Your reply should repeat, exactly, the line containing "Need: a point" and the rest of the material after it.
□ □ □ □ □
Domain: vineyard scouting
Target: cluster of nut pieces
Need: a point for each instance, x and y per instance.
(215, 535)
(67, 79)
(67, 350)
□ □ □ □ □
# [TASK OUTPUT]
Need: a point for each instance, x and y per instance.
(215, 535)
(67, 79)
(67, 350)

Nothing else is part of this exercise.